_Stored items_
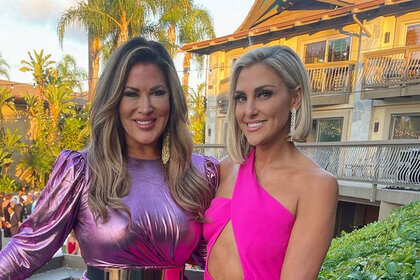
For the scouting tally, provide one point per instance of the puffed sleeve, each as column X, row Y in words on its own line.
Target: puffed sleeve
column 44, row 232
column 211, row 172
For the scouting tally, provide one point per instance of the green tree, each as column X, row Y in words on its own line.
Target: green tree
column 9, row 144
column 41, row 68
column 185, row 22
column 108, row 22
column 69, row 74
column 4, row 68
column 5, row 101
column 59, row 102
column 197, row 109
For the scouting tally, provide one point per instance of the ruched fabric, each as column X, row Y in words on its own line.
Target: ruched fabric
column 162, row 234
column 261, row 225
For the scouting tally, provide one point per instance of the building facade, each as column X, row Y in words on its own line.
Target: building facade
column 363, row 61
column 362, row 58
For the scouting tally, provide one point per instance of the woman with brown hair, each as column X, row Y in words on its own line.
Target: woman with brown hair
column 137, row 195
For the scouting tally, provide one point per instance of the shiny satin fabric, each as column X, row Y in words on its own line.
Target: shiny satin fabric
column 144, row 274
column 162, row 233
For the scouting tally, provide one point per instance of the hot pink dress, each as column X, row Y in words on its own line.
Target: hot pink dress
column 261, row 225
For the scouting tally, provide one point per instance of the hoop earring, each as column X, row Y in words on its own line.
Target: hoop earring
column 292, row 123
column 242, row 139
column 165, row 149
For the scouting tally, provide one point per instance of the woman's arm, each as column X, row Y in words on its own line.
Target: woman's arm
column 44, row 232
column 313, row 229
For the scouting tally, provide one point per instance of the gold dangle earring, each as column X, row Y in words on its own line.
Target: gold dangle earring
column 292, row 123
column 165, row 149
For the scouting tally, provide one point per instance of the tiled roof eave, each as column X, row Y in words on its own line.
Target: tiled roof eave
column 200, row 47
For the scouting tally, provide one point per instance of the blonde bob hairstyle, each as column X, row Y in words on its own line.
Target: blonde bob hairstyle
column 291, row 70
column 109, row 178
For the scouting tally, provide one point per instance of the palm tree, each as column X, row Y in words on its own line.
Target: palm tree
column 41, row 67
column 5, row 101
column 107, row 21
column 196, row 104
column 59, row 101
column 69, row 74
column 185, row 22
column 4, row 68
column 10, row 143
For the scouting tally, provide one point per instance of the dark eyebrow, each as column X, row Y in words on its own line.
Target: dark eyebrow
column 263, row 86
column 132, row 88
column 158, row 87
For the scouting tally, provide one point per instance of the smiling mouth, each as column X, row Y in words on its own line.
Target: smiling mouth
column 144, row 122
column 252, row 125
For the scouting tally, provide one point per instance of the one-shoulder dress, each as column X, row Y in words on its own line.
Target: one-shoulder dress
column 163, row 235
column 261, row 225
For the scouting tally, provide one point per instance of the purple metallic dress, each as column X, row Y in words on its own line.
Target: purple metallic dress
column 163, row 234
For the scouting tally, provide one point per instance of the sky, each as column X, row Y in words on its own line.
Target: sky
column 28, row 25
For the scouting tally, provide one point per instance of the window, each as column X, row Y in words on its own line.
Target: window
column 232, row 64
column 327, row 130
column 413, row 35
column 338, row 50
column 315, row 52
column 405, row 126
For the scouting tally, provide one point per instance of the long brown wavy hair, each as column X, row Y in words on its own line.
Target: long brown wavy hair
column 109, row 178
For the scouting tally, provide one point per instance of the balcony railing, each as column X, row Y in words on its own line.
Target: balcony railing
column 388, row 68
column 331, row 77
column 392, row 163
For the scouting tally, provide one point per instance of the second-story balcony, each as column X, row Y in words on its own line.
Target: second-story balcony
column 331, row 82
column 391, row 73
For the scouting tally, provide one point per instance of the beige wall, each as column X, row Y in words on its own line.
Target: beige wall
column 221, row 62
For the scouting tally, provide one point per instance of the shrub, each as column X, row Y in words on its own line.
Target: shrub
column 387, row 249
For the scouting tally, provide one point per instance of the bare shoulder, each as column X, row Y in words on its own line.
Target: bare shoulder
column 319, row 184
column 228, row 174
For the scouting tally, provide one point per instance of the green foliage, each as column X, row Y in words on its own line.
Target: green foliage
column 197, row 116
column 6, row 100
column 72, row 133
column 387, row 249
column 53, row 127
column 4, row 67
column 35, row 165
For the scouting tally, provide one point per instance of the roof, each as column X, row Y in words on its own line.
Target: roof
column 271, row 17
column 19, row 90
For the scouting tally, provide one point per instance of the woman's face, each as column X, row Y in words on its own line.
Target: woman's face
column 144, row 109
column 263, row 105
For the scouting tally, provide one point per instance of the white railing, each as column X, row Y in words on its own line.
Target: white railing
column 391, row 163
column 398, row 66
column 330, row 78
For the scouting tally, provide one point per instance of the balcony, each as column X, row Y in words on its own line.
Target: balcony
column 391, row 73
column 331, row 82
column 371, row 171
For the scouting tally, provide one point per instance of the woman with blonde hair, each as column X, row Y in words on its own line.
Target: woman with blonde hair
column 136, row 196
column 273, row 214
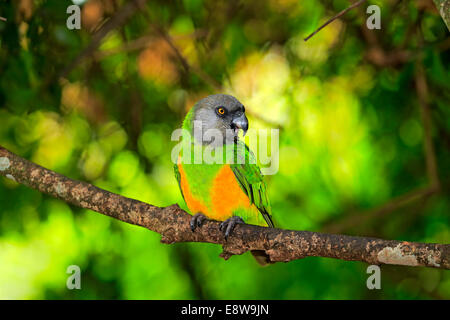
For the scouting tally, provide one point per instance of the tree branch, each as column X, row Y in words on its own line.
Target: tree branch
column 443, row 7
column 340, row 14
column 173, row 224
column 128, row 10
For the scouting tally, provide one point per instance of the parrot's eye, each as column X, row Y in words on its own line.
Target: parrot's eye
column 221, row 111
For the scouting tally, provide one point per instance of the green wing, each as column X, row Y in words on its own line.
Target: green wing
column 251, row 180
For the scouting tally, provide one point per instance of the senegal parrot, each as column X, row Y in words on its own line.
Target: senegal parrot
column 229, row 191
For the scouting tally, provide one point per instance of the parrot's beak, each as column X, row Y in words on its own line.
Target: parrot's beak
column 240, row 122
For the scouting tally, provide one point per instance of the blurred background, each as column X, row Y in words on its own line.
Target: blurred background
column 364, row 123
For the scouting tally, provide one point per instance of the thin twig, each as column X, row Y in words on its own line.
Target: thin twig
column 117, row 20
column 340, row 14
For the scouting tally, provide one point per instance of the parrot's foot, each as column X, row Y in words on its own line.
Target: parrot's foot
column 197, row 220
column 228, row 225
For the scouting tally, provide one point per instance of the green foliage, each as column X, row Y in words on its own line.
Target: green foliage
column 352, row 139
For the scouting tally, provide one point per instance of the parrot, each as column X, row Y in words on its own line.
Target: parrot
column 233, row 192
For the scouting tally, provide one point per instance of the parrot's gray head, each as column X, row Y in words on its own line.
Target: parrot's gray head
column 218, row 118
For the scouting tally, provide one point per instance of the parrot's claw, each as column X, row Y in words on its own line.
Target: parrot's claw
column 228, row 225
column 197, row 220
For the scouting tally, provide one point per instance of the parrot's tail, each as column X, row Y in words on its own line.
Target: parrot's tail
column 261, row 257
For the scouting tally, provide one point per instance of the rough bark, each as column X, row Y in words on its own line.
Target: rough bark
column 173, row 225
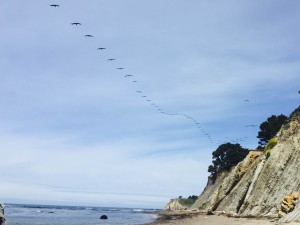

_WHAT IS BEING ASKED_
Look above for the line holding "the shrub, each", then set down exactly that line and every line after it up to and including the line holding "of the bare", with nothing else.

_RESPONSE TO THE TASK_
For the scouting tally, provide one point per instance of the shrub, each as column X, row Y in words on its own line.
Target: shrub
column 387, row 249
For the scouting tally, provide one point per instance of the bare shoulder, each as column X, row Y in words on its own line.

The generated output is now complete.